*** Data supplied Section Begins ***
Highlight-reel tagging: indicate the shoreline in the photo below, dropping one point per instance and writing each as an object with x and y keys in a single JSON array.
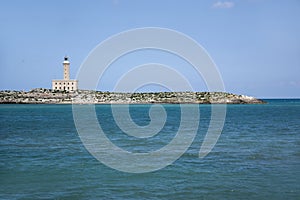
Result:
[{"x": 48, "y": 96}]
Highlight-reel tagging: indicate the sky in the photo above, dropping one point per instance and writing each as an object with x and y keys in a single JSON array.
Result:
[{"x": 254, "y": 43}]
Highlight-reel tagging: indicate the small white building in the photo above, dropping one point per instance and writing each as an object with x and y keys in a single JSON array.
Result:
[{"x": 65, "y": 84}]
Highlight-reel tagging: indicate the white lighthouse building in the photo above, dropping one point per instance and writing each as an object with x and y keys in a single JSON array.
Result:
[{"x": 65, "y": 84}]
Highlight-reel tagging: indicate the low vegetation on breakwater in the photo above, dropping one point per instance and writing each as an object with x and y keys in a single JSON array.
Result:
[{"x": 48, "y": 96}]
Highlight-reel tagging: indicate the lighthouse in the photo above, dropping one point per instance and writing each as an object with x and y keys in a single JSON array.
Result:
[
  {"x": 65, "y": 84},
  {"x": 66, "y": 65}
]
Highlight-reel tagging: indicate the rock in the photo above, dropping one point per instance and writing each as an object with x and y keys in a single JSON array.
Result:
[{"x": 47, "y": 96}]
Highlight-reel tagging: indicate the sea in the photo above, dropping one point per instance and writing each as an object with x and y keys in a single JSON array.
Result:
[{"x": 257, "y": 155}]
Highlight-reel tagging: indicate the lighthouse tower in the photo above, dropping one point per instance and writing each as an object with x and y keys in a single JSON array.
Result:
[
  {"x": 65, "y": 84},
  {"x": 66, "y": 65}
]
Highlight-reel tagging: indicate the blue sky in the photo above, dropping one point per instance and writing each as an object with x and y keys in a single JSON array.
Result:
[{"x": 254, "y": 43}]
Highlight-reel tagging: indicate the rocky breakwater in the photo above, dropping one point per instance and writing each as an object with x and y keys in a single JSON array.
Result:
[{"x": 47, "y": 96}]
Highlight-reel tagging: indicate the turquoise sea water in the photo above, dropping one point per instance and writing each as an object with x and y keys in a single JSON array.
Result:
[{"x": 256, "y": 157}]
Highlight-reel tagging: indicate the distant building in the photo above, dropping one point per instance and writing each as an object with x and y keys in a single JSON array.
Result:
[{"x": 65, "y": 84}]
*** Data supplied Section Ends ***
• _Assigned task_:
Word for word, restate all of the records. Exclude the pictures.

• _Response for this exercise_:
Highlight-reel tagging: indicate the shoreline in the photo below, dropping one point per instance and writing each as an object with x and y keys in a single JSON array.
Result:
[{"x": 48, "y": 96}]
Highlight-reel tagging: indicate the sky in the photo above, dropping one point per instance and writing each as an object with x and y keys in a single JSON array.
Result:
[{"x": 254, "y": 43}]
Highlight-reel tagging: indicate the small white building in the photo above, dropping one point per instance and writing each as an object with x and y keys in a single JSON array.
Result:
[{"x": 65, "y": 84}]
Highlight-reel tagging: indicate the white lighthouse building in the photo above, dropping one point per instance and writing each as an object with x and y keys in a single JSON array.
Result:
[{"x": 65, "y": 84}]
Highlight-reel tagging: indicate the low vegetation on breakwater in the photo above, dropping one point per instance and writing each as an object with x and y keys in a single JSON array.
Result:
[{"x": 48, "y": 96}]
Highlight-reel tagging: indicate the lighthouse in the photo above, dropping one point per instance and writing each as an object with x and y keys in a single JSON array.
Result:
[
  {"x": 65, "y": 84},
  {"x": 66, "y": 65}
]
Highlight-reel tagging: indicate the rock in the photo above, dropping one point per instance and writing each as an object with x and y keys in a single JSON array.
Result:
[{"x": 47, "y": 96}]
Highlight-reel tagging: indicate the sea in the photo above, dropping one point per instance and writing each as an object with x and y keys in a single JSON array.
Result:
[{"x": 257, "y": 155}]
Highlight-reel tagging: indicate the lighthouse tower in the photo above, dropping one point per instance and writing each as an object with x and y keys in a single JSON array.
Result:
[
  {"x": 65, "y": 84},
  {"x": 66, "y": 65}
]
Highlight-reel tagging: indicate the blue sky in the photo above, dropping one point per instance and writing each as an object with x and y keys in a single JSON array.
Result:
[{"x": 254, "y": 43}]
Highlight-reel tagging: indicate the rocky breakwater in the photo above, dropping one point per instance and writing each as an object with x and y keys in a single JSON array.
Result:
[{"x": 47, "y": 96}]
Highlight-reel tagging: indicate the turquoise sea water in the photo above, dropping one point per instance and writing each as an object with x and y keys in a single JSON array.
Result:
[{"x": 256, "y": 157}]
Highlight-reel tagging: indicate the distant building in the photo above, dropping one point per instance and writing each as an object with x and y keys in a single JSON array.
Result:
[{"x": 65, "y": 84}]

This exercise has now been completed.